## START
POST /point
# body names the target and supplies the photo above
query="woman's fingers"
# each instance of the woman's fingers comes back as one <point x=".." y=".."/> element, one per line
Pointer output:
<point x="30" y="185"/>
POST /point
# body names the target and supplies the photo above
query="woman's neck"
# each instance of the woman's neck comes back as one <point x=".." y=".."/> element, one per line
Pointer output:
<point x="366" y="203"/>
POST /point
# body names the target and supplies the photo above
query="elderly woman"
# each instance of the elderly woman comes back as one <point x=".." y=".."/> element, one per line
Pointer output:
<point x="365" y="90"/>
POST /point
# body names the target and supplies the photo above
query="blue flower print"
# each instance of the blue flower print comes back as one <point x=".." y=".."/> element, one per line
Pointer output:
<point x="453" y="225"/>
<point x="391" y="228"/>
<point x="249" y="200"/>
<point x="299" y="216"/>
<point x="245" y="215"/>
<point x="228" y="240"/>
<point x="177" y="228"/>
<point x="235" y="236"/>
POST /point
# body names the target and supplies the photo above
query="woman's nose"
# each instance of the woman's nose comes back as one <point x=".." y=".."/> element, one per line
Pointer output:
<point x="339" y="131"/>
## END
» **STATED EXERCISE**: Which lines in the entries above contain the string "nose"? Pull out each of them and copy it in full.

» **FINAL RESULT**:
query="woman's nose"
# each instance of the woman's nose comes back as one <point x=".." y=".."/> element, one per line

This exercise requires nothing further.